Exercise brief → Take each line from the entries that holds "fairway" and copy it out.

··· Information shown

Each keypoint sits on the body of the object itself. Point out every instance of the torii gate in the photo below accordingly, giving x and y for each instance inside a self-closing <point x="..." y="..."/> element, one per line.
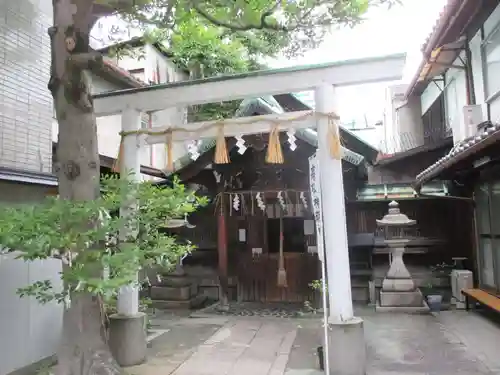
<point x="346" y="331"/>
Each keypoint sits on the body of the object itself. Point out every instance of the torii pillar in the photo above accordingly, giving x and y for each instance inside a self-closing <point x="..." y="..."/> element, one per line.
<point x="347" y="348"/>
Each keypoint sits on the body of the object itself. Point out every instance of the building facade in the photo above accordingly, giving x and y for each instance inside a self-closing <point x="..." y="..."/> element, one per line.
<point x="29" y="332"/>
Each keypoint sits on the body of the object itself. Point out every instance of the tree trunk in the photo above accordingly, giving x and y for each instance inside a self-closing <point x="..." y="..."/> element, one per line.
<point x="84" y="350"/>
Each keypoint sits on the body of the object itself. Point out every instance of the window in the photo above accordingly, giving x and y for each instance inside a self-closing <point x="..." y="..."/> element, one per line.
<point x="491" y="48"/>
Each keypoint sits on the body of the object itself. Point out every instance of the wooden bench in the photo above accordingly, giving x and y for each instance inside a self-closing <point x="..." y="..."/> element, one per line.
<point x="481" y="297"/>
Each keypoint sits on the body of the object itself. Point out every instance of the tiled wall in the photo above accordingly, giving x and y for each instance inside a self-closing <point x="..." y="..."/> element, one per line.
<point x="25" y="102"/>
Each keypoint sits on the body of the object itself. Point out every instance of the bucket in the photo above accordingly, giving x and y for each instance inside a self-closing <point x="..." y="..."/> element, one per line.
<point x="434" y="302"/>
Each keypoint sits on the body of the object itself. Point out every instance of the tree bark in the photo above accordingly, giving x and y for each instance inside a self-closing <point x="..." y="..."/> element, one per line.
<point x="84" y="350"/>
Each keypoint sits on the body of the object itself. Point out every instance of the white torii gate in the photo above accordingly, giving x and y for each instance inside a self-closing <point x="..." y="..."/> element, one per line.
<point x="346" y="331"/>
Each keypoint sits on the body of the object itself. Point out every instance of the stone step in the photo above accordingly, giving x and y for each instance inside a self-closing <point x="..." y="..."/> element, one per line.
<point x="189" y="304"/>
<point x="175" y="293"/>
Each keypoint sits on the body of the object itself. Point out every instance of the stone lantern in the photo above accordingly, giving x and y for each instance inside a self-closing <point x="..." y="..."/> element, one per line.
<point x="398" y="289"/>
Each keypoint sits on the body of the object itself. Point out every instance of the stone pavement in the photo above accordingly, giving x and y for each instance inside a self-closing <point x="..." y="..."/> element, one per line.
<point x="396" y="344"/>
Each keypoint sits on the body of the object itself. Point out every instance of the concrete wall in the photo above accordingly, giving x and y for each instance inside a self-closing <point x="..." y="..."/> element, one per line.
<point x="29" y="332"/>
<point x="25" y="102"/>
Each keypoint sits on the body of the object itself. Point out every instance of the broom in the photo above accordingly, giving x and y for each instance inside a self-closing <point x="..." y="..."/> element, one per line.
<point x="281" y="265"/>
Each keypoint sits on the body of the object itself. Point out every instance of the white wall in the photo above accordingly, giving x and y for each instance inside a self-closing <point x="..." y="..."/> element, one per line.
<point x="29" y="331"/>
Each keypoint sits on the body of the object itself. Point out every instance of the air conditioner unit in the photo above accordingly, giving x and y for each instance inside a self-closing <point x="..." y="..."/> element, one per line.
<point x="460" y="279"/>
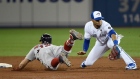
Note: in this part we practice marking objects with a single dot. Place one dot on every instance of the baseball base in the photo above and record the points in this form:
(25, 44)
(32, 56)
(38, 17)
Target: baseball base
(5, 65)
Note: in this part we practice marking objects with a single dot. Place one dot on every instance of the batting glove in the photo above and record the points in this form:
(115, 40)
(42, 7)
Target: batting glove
(81, 53)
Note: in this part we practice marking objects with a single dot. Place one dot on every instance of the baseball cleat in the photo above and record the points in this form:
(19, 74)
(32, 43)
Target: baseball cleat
(75, 35)
(83, 64)
(63, 59)
(131, 66)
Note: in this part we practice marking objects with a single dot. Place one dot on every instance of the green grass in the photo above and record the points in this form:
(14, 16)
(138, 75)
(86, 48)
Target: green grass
(18, 42)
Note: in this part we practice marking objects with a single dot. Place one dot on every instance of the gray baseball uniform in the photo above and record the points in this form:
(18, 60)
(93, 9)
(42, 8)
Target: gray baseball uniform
(45, 54)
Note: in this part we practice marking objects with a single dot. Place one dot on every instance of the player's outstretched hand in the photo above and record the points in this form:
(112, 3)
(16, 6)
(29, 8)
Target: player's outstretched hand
(81, 53)
(15, 68)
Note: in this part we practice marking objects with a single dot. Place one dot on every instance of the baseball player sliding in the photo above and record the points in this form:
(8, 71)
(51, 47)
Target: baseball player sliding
(106, 38)
(48, 54)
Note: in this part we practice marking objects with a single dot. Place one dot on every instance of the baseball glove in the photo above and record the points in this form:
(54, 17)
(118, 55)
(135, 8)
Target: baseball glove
(115, 53)
(81, 53)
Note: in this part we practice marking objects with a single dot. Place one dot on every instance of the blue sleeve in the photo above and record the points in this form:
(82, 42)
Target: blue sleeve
(86, 44)
(111, 32)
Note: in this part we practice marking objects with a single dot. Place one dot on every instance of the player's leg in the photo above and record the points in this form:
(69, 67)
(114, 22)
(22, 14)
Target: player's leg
(96, 52)
(130, 63)
(127, 59)
(74, 35)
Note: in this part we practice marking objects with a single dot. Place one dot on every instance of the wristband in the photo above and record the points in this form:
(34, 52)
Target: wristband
(115, 42)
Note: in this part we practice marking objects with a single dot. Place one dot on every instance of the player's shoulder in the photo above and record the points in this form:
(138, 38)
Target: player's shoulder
(105, 23)
(88, 24)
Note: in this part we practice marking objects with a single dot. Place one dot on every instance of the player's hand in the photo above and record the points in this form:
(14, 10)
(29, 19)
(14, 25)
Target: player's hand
(81, 53)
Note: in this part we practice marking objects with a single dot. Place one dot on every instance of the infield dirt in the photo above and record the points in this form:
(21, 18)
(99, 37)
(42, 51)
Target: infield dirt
(102, 69)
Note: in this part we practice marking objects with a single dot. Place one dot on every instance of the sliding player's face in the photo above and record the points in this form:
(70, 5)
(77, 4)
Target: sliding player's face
(97, 23)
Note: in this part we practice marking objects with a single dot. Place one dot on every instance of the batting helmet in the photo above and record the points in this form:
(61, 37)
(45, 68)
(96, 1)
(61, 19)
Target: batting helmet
(46, 38)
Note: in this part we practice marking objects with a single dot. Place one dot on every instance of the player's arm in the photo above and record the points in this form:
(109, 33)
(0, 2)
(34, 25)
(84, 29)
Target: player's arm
(22, 64)
(86, 43)
(29, 57)
(112, 34)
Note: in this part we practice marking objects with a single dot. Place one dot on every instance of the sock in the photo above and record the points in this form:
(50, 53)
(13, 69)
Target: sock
(55, 62)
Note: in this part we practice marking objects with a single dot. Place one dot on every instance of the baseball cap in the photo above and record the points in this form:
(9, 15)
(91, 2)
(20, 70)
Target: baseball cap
(96, 15)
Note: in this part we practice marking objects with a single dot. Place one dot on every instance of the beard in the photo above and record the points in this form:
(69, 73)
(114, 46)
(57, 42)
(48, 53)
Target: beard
(98, 26)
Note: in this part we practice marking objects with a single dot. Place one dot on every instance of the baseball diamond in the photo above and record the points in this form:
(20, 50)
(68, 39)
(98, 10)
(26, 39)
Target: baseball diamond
(102, 69)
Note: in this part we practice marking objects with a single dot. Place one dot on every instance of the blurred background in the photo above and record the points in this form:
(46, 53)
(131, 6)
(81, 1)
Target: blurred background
(20, 18)
(67, 13)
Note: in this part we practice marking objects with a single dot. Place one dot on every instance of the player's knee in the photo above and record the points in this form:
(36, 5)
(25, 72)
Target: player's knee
(110, 44)
(89, 63)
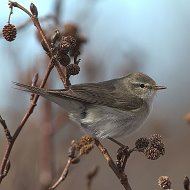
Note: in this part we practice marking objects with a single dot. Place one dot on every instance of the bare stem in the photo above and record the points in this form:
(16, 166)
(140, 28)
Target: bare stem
(19, 128)
(120, 174)
(6, 130)
(44, 39)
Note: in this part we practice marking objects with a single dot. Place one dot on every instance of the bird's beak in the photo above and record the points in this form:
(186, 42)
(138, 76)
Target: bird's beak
(157, 87)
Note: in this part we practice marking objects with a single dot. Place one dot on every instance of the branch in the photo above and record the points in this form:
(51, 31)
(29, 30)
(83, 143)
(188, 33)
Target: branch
(120, 174)
(186, 183)
(72, 159)
(6, 130)
(36, 23)
(90, 176)
(19, 128)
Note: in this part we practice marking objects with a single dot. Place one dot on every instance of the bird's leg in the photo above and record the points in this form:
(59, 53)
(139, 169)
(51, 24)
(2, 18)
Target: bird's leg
(123, 154)
(117, 142)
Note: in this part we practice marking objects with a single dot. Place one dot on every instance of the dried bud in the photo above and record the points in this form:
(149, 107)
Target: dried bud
(75, 160)
(9, 32)
(71, 151)
(63, 59)
(186, 183)
(64, 46)
(84, 145)
(44, 46)
(71, 40)
(156, 137)
(86, 149)
(55, 36)
(164, 182)
(72, 69)
(35, 79)
(142, 143)
(34, 10)
(86, 139)
(151, 153)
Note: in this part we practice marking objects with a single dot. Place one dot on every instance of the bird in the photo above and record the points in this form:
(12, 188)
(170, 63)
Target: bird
(109, 109)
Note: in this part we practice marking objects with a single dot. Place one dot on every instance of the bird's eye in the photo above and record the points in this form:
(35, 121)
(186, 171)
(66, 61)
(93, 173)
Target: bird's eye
(142, 85)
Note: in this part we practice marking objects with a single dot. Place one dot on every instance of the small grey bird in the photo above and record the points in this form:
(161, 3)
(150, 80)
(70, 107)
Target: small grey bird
(108, 109)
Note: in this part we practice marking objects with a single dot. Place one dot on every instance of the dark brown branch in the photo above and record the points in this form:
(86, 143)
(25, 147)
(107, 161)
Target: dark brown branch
(72, 159)
(44, 39)
(120, 174)
(90, 176)
(6, 130)
(186, 183)
(19, 128)
(63, 174)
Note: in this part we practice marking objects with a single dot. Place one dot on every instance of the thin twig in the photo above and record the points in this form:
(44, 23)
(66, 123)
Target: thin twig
(43, 37)
(19, 128)
(90, 176)
(120, 174)
(186, 183)
(72, 159)
(63, 174)
(6, 130)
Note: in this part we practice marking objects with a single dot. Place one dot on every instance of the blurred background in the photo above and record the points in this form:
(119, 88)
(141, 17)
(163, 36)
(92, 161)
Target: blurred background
(122, 36)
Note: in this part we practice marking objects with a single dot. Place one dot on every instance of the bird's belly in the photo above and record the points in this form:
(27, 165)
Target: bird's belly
(103, 121)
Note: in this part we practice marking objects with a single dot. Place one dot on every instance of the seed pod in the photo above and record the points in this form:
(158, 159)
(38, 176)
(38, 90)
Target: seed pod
(72, 69)
(34, 10)
(9, 32)
(142, 143)
(164, 182)
(151, 153)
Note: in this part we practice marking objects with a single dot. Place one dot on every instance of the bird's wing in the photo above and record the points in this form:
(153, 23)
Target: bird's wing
(90, 93)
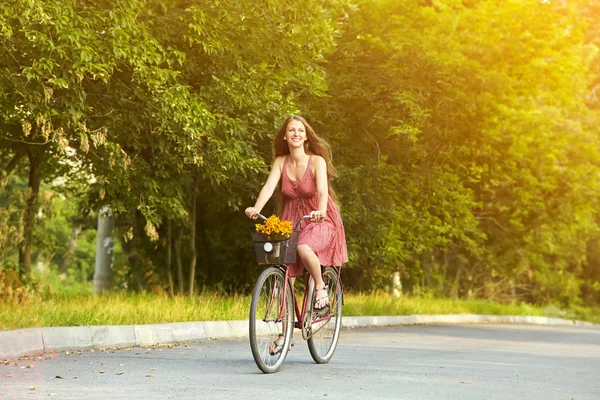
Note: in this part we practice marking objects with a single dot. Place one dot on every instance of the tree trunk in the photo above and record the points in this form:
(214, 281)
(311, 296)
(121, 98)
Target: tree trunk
(31, 209)
(457, 279)
(193, 253)
(169, 257)
(177, 246)
(11, 165)
(104, 253)
(75, 232)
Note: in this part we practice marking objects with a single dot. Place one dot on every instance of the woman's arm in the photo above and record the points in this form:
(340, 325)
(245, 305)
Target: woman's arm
(267, 191)
(320, 168)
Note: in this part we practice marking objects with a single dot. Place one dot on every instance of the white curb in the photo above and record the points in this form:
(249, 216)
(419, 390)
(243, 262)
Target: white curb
(37, 341)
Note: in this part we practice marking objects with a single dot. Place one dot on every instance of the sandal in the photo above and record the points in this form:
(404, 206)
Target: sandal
(326, 297)
(278, 347)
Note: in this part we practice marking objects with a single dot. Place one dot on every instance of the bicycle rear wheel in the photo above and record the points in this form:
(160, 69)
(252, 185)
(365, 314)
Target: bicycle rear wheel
(270, 315)
(326, 328)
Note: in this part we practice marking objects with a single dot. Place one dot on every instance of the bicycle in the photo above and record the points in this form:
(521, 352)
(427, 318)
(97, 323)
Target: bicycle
(274, 305)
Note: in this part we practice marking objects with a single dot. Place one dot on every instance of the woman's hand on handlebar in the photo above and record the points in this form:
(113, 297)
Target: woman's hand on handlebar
(317, 215)
(251, 213)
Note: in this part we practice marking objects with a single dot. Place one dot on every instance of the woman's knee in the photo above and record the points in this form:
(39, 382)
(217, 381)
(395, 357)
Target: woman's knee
(304, 250)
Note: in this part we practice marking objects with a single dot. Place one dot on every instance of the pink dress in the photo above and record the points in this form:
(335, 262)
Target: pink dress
(327, 238)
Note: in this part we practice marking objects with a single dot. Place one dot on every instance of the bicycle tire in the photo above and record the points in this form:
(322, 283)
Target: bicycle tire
(325, 335)
(265, 324)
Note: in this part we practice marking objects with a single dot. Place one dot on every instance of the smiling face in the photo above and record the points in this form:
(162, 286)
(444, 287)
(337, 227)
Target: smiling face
(295, 133)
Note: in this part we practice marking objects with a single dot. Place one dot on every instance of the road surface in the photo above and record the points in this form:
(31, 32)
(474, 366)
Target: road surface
(408, 362)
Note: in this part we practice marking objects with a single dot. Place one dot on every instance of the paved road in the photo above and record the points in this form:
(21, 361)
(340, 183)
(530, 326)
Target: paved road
(409, 362)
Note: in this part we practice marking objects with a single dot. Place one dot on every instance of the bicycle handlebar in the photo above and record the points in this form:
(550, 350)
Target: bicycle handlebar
(297, 222)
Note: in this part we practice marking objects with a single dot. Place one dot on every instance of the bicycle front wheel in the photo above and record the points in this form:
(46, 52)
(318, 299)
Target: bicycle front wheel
(326, 328)
(271, 315)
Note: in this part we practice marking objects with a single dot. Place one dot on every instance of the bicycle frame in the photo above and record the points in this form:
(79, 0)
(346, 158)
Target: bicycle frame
(299, 313)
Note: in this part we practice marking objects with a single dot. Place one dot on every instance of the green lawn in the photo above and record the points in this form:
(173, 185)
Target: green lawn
(122, 309)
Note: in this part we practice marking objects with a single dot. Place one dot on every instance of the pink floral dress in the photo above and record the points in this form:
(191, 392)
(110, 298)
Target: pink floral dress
(327, 238)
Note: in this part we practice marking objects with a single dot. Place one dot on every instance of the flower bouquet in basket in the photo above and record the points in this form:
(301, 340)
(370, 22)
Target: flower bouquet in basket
(275, 242)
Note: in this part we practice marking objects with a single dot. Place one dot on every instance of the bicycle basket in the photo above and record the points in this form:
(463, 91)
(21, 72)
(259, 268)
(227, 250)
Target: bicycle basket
(275, 252)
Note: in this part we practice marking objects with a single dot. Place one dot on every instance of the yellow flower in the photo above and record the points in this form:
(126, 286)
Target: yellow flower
(273, 226)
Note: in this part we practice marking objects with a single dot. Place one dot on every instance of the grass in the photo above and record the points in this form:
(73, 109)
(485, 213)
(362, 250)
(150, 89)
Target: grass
(129, 309)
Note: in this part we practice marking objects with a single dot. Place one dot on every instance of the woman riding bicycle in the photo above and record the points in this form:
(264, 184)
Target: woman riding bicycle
(303, 166)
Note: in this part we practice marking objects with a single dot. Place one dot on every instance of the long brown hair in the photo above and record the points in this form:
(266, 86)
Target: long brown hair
(313, 145)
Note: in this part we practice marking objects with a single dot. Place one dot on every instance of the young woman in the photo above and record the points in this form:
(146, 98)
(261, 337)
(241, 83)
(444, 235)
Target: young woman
(303, 165)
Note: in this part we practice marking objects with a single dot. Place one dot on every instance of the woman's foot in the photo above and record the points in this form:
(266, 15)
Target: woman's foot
(277, 345)
(321, 298)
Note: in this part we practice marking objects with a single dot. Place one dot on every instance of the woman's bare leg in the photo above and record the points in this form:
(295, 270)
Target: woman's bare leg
(313, 266)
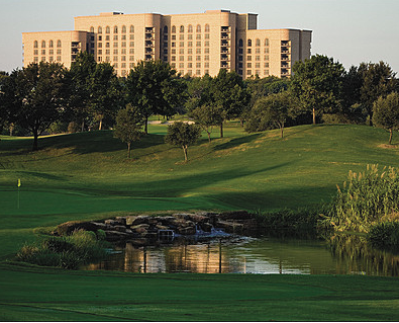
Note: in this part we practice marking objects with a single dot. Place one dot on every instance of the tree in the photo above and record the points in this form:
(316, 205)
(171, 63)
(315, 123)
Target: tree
(378, 79)
(153, 87)
(271, 112)
(229, 95)
(128, 126)
(183, 135)
(40, 93)
(317, 83)
(105, 93)
(79, 78)
(386, 113)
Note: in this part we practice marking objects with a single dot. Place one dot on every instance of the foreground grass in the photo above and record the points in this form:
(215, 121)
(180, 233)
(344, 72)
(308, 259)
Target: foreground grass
(87, 176)
(33, 294)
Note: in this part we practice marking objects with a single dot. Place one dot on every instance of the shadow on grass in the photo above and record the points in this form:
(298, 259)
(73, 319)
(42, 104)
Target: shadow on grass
(236, 142)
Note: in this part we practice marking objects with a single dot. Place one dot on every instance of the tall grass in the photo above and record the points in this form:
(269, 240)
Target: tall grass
(366, 199)
(69, 252)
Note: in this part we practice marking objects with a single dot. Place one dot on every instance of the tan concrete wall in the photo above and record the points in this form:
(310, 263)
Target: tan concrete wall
(195, 53)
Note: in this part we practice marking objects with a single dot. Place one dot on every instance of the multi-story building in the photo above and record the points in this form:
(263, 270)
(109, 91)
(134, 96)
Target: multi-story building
(193, 44)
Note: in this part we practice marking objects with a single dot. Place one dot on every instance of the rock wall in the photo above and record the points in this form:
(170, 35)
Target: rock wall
(151, 230)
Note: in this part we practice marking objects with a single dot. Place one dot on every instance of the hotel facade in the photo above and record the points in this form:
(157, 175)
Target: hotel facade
(193, 44)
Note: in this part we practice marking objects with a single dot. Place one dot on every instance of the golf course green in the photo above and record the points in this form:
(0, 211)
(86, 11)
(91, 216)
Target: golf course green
(87, 176)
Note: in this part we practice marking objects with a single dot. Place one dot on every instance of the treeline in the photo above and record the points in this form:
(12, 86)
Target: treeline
(47, 97)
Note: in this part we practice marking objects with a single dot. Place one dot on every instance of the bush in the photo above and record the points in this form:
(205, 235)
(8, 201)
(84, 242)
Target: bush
(385, 236)
(366, 199)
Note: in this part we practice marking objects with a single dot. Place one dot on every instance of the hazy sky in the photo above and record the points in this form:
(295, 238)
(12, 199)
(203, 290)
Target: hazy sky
(350, 31)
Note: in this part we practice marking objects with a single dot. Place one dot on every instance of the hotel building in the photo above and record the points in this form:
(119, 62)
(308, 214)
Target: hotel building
(193, 44)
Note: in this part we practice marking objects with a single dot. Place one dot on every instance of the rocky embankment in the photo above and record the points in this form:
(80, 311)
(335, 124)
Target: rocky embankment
(152, 230)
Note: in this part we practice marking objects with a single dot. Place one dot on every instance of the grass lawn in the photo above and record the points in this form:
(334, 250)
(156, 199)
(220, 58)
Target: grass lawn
(87, 176)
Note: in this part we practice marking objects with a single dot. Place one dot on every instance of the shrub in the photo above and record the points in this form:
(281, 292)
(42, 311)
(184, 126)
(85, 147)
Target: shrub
(385, 236)
(366, 199)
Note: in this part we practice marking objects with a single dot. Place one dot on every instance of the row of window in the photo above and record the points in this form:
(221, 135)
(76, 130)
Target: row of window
(165, 29)
(257, 42)
(50, 44)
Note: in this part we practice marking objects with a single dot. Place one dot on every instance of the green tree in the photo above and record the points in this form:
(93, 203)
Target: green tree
(317, 83)
(129, 123)
(229, 95)
(386, 113)
(183, 135)
(152, 86)
(378, 80)
(79, 78)
(40, 91)
(271, 112)
(105, 93)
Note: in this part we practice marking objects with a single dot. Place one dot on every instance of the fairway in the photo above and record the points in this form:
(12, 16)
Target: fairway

······

Solved problem →
Note: in this part we practice marking objects with a single dot. Place one dot on every instance of the fairway in the photo above and record the points in this form:
Target: fairway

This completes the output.